### 抜粋文
= = = = =

2022月02年03日
日本中に夢と希望を与えた1964年の東京オリンピック。
半世紀以上前に開催された自国でのオリンピックには多くの中距離選手が海外の選手に挑んだ記録が残されています。
日本の中距離種目は世界的にみると非常に厳しい時代が続いており、男子1500mに至っては56年もの間オリンピックの舞台に立つことすらできていません。多くの日本人選手が「止まった時計の針」を動かそうと挑戦し、破れてきました。
今回対談させていただいた阿見AC SHARKSの飯島陸斗選手も、そんな想いを胸に秘めながら競技に励む選手の一人です。
学生時代は日本ユース選手権やインターハイ優勝といった素晴らしい実績を持ち、早稲田大学に進学後は中距離チームを牽引してきました。
穏やかで優しい性格からは中距離という激し競技のイメージがつながらないのですが、心の奥に秘めた熱い想いは大きく胸を打つものがあります。
彼の話を聞くと、これまで中距離種目をあまり知らなかった方にもその面白さが伝わるのではないかなと感じています。たくさんの方に読んでいただけると幸いです。
どうぞ、よろしくお願いいたします。
飯島陸斗選手プロフィール
1997年茨城県生まれ
所属:県立緑岡高→早稲田大学→阿見AC SHARKS
中学までは野球部に所属。
高校から陸上競技をはじめて、高校2年時に日本ユース選手権800mで優勝。
高校3年の時には全国高校総体でも優勝を果たす。
181cmの長身を生かした、繊細できれいなランニングフォームは、彼の魅力のうちの一つ。
今春から、阿見AC SHARKSに所属し、プロランナーとして世界を目指す。
2014年 日本ユース選手権800m 優勝
2015年 全国高校総体800m 優勝
2018年 日本選手権800m 3位
高校時代
加納:まずはじめに、これまでの飯島君の陸上競技歴から聞いていきたいなと思います。飯島君は高校時代にインターハイで優勝してるよね。

= = = = =

### 資料
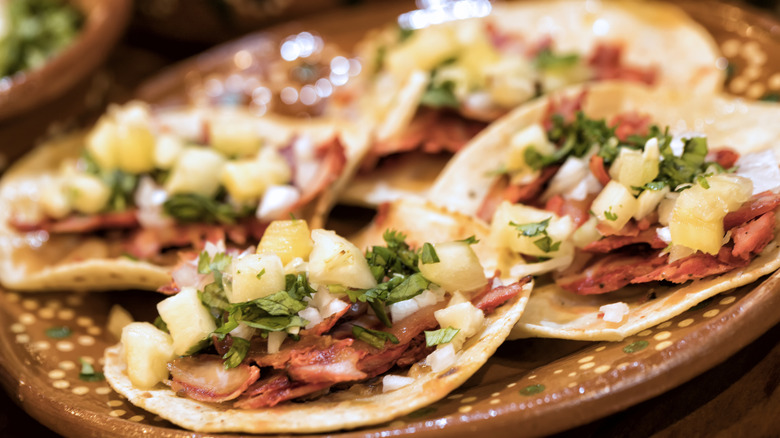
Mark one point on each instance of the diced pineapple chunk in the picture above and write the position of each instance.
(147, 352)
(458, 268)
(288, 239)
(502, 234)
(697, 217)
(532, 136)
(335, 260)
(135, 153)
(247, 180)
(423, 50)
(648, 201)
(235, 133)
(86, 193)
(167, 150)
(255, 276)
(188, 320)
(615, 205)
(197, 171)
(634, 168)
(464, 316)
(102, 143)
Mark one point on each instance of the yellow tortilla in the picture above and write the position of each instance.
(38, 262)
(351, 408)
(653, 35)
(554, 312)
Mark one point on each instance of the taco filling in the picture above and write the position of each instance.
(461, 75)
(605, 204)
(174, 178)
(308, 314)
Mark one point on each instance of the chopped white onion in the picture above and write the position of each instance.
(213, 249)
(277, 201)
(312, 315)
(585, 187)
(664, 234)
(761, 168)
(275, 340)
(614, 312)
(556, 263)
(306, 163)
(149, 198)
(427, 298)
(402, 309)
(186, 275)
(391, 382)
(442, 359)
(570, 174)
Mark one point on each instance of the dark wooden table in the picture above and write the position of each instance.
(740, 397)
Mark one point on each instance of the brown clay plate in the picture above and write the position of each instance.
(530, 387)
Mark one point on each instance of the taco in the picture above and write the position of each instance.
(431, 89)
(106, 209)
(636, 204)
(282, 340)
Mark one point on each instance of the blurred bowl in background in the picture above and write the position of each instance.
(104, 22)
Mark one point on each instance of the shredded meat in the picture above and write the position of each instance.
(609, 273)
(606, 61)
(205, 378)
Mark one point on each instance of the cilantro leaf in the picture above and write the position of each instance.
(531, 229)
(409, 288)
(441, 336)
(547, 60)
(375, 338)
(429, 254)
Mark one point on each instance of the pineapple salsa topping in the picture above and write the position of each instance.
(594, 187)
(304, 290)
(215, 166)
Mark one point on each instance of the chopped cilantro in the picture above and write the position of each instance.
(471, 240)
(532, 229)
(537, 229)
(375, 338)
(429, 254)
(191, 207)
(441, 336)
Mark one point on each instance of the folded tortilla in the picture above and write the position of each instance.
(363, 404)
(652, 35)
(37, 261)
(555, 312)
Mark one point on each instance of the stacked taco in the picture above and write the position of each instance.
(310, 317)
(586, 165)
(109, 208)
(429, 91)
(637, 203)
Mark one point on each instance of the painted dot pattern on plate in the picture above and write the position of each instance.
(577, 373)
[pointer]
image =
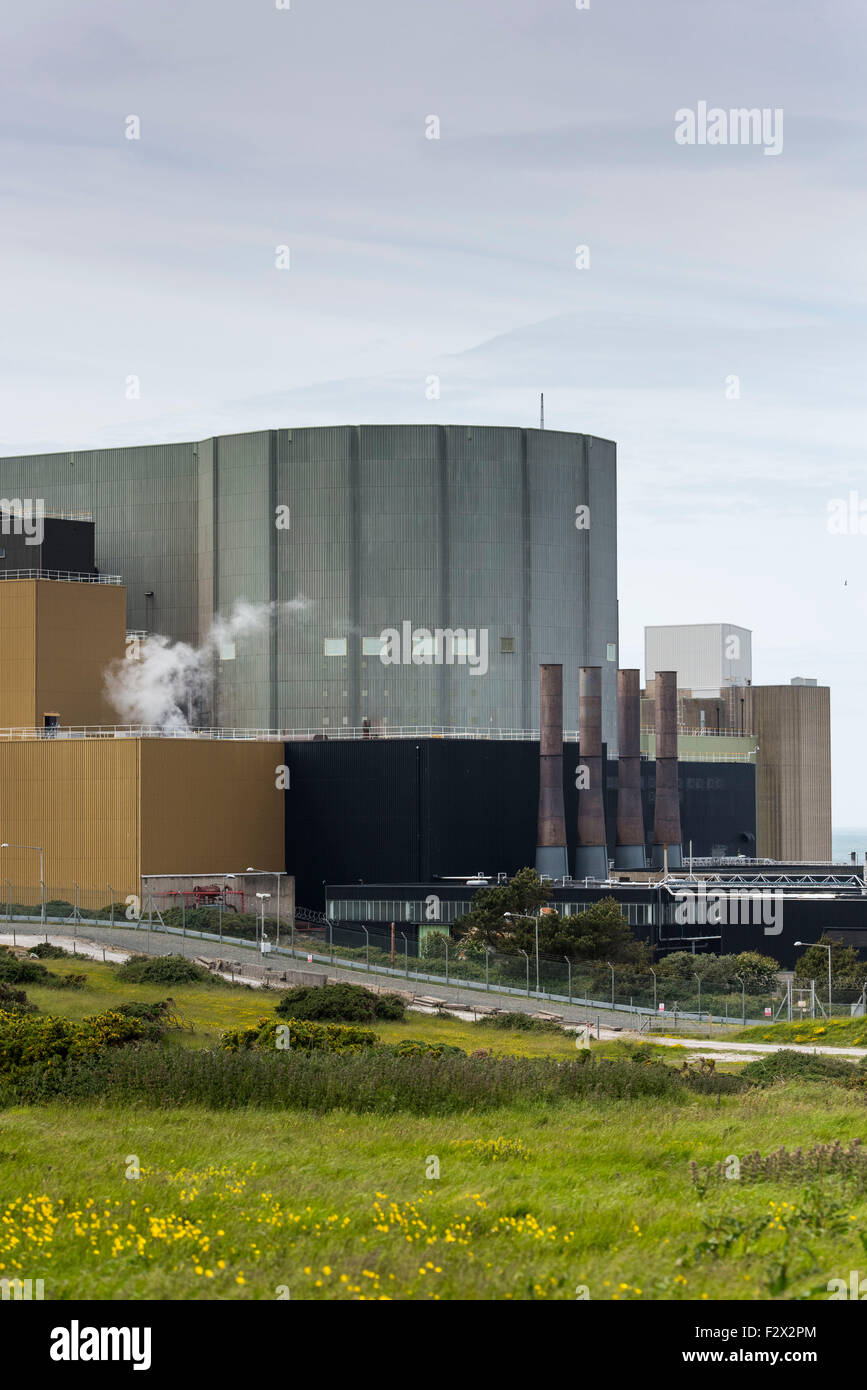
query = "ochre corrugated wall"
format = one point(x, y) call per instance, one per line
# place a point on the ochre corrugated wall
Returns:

= = = = =

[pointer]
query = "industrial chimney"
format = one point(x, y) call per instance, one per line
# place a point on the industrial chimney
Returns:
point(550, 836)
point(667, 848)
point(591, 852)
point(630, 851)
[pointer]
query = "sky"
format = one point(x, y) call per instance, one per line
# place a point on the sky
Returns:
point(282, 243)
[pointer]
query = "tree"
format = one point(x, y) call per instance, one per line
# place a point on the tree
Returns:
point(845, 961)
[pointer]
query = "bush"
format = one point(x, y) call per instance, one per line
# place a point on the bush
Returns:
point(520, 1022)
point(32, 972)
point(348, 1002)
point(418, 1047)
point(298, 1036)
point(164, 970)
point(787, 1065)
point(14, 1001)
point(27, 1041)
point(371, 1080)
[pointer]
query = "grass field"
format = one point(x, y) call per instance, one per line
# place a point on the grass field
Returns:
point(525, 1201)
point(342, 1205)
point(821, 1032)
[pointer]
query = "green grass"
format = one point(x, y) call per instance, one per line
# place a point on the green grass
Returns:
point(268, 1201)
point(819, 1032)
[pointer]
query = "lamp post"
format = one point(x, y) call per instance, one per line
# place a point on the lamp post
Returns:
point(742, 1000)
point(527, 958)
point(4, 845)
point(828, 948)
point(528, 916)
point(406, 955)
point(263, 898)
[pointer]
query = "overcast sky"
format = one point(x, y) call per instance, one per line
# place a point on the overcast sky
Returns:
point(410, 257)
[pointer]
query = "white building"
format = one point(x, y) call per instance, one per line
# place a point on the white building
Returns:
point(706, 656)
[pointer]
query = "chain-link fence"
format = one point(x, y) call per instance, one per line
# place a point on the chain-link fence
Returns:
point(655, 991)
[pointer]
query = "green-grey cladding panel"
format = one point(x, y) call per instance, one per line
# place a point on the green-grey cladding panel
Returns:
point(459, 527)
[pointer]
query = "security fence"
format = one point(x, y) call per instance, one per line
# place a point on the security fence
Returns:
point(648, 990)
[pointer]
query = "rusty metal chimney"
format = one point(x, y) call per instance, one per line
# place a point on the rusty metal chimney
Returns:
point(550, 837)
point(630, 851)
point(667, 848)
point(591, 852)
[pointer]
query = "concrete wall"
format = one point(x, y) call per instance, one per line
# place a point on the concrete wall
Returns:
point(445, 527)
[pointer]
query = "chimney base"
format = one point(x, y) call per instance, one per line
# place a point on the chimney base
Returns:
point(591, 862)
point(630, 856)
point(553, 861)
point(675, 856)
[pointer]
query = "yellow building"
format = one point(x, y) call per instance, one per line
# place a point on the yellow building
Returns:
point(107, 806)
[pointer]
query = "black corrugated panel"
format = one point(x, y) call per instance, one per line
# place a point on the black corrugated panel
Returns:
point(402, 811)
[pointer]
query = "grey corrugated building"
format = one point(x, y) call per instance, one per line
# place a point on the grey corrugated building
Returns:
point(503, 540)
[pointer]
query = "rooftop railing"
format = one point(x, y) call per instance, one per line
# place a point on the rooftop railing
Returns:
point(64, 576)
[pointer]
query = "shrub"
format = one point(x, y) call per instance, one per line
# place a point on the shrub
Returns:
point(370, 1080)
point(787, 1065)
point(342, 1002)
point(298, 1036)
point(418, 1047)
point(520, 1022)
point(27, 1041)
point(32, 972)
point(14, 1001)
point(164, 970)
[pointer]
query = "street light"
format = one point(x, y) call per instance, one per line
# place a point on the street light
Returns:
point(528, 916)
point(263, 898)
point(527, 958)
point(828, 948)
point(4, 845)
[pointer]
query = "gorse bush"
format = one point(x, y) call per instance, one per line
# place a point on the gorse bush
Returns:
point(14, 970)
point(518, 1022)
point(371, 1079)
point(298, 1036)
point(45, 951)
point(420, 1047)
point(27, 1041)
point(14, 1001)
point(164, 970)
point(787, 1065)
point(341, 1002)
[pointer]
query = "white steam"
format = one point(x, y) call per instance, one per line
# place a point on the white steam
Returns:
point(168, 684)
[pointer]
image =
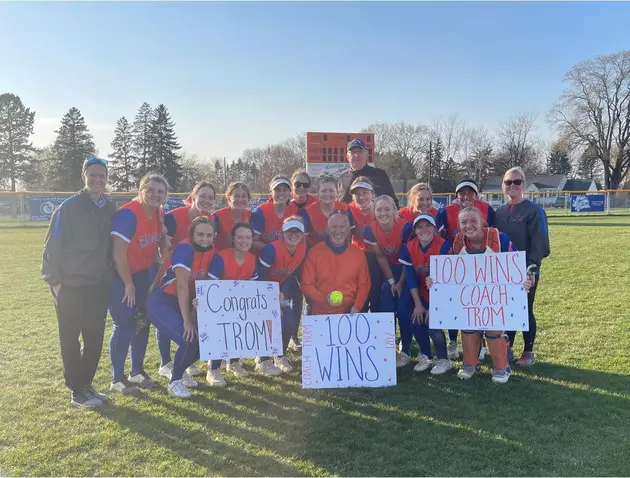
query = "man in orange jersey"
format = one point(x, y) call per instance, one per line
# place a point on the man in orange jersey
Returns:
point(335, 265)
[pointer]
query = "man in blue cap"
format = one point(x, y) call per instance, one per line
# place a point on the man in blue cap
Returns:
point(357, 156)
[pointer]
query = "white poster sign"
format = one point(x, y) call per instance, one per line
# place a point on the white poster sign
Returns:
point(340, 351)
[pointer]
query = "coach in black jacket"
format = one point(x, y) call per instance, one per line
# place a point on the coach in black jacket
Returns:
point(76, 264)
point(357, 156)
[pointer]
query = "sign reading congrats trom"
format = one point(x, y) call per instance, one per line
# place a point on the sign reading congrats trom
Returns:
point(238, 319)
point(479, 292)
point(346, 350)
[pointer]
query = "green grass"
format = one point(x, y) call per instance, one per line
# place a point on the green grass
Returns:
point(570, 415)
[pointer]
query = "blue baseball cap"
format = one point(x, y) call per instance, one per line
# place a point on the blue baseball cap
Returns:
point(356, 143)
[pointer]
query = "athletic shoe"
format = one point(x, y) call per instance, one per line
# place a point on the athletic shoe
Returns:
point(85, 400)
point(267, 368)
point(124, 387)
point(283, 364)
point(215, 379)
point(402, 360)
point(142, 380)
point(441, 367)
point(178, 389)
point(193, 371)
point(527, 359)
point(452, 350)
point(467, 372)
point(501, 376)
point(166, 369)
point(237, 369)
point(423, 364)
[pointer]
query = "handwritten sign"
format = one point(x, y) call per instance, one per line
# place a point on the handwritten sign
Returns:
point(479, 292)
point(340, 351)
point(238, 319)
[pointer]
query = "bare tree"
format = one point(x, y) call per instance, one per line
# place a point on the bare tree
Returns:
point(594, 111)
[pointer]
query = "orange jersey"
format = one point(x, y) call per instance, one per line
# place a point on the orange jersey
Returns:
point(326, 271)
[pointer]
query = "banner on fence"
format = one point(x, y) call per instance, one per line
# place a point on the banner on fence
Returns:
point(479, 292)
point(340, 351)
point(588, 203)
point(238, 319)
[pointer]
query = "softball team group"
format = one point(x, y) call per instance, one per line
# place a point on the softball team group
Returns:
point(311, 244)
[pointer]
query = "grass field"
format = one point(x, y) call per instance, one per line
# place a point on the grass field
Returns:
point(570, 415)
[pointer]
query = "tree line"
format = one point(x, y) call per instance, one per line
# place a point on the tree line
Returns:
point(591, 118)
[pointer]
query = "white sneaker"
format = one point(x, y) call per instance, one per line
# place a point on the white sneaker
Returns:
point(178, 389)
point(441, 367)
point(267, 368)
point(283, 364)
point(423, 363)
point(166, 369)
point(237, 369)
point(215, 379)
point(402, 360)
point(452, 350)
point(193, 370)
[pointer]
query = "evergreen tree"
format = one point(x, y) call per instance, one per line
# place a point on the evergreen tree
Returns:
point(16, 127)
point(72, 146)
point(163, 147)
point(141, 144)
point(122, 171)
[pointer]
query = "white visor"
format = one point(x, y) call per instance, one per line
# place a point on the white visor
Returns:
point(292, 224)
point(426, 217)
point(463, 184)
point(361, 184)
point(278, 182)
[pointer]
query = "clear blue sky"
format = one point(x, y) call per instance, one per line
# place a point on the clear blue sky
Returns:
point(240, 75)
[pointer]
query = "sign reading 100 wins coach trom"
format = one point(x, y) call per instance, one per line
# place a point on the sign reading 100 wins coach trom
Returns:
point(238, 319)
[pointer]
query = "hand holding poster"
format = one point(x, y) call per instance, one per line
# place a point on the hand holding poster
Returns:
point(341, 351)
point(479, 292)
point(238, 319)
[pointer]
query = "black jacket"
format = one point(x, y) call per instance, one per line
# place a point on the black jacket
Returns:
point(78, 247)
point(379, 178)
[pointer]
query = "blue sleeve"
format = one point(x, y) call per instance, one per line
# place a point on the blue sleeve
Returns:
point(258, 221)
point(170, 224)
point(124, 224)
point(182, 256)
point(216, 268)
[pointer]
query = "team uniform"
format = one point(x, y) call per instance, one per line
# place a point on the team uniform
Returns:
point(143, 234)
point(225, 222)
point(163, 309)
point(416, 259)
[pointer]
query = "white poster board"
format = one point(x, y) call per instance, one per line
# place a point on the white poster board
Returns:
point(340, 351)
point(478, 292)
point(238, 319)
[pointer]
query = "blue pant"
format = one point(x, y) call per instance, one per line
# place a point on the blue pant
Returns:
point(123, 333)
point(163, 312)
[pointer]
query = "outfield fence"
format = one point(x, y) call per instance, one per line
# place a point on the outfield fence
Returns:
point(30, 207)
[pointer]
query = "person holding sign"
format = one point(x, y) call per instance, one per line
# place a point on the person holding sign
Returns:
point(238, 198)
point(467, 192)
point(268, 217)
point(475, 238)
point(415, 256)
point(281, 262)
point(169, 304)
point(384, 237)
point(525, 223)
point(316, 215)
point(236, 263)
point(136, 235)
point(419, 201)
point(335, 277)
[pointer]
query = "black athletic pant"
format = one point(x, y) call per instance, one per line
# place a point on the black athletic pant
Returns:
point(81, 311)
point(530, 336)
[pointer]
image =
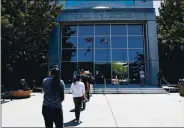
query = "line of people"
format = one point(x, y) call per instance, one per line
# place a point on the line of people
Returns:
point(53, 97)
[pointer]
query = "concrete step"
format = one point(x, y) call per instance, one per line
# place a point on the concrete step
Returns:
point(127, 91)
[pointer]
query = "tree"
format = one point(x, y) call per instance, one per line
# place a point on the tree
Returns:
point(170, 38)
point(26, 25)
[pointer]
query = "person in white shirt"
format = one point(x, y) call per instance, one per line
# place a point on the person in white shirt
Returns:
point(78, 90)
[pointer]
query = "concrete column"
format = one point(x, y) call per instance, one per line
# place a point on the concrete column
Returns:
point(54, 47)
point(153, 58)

= = = = =

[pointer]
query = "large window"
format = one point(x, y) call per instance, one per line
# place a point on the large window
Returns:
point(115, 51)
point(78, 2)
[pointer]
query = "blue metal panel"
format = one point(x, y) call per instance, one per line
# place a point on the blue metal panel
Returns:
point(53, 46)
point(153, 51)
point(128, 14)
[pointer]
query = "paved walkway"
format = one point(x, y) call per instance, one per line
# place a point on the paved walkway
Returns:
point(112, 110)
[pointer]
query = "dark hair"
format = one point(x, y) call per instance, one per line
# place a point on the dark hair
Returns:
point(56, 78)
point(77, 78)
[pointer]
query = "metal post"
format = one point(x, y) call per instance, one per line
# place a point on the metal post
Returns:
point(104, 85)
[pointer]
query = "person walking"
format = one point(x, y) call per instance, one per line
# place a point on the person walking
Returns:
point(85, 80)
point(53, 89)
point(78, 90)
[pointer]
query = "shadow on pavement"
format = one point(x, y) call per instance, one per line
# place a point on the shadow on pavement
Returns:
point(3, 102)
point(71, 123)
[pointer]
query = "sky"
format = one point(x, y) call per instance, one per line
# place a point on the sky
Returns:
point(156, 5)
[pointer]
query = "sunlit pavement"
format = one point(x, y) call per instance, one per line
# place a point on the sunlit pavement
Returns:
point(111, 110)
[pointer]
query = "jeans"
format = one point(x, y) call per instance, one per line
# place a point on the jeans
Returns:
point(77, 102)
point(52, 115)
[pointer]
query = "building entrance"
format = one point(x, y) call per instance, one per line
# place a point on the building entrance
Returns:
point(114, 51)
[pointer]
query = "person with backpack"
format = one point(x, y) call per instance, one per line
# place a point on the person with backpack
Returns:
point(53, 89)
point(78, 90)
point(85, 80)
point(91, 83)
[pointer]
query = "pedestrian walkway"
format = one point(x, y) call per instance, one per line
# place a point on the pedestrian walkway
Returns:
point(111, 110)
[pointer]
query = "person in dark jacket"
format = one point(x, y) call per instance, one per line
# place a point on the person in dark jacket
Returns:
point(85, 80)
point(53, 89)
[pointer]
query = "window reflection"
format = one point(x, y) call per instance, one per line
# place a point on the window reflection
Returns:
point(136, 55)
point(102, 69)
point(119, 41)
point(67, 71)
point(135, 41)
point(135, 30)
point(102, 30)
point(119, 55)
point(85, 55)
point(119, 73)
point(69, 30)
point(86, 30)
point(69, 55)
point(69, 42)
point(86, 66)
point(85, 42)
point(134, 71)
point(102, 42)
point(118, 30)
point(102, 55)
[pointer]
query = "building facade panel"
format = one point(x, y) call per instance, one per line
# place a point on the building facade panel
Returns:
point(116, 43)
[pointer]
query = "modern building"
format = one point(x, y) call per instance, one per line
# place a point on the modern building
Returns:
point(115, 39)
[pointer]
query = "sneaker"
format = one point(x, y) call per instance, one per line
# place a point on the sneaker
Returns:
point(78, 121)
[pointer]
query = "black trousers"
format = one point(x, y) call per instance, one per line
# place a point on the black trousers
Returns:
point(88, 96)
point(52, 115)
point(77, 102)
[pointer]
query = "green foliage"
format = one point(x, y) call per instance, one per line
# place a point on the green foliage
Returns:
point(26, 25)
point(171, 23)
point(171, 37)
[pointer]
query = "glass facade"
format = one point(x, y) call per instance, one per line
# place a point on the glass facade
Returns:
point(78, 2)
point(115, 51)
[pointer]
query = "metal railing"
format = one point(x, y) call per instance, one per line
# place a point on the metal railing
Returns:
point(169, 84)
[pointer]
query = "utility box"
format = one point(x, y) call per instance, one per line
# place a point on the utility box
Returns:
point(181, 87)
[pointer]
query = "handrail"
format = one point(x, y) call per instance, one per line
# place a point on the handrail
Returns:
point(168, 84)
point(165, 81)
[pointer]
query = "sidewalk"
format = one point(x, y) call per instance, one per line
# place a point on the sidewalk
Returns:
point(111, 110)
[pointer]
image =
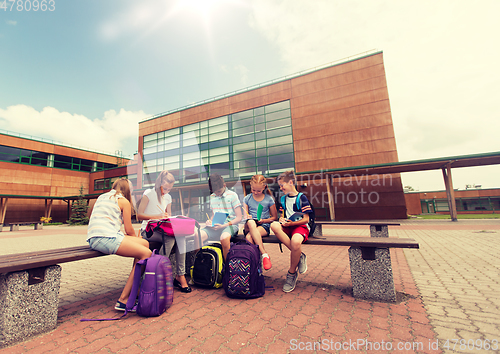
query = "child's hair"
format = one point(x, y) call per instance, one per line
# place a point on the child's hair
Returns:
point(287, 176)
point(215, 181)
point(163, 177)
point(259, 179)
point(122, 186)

= = = = =

### 問題文
飯島陸斗選手の記事のうち、「日本の中距離種目は世界的にみ」から「ら競技に励む選手の一人です。」までの部分を一字も変えずに書き写してください。

### 出力
日本の中距離種目は世界的にみると非常に厳しい時代が続いており、男子1500mに至っては56年もの間オリンピックの舞台に立つことすらできていません。多くの日本人選手が「止まった時計の針」を動かそうと挑戦し、破れてきました。
今回対談させていただいた阿見AC SHARKSの飯島陸斗選手も、そんな想いを胸に秘めながら競技に励む選手の一人です。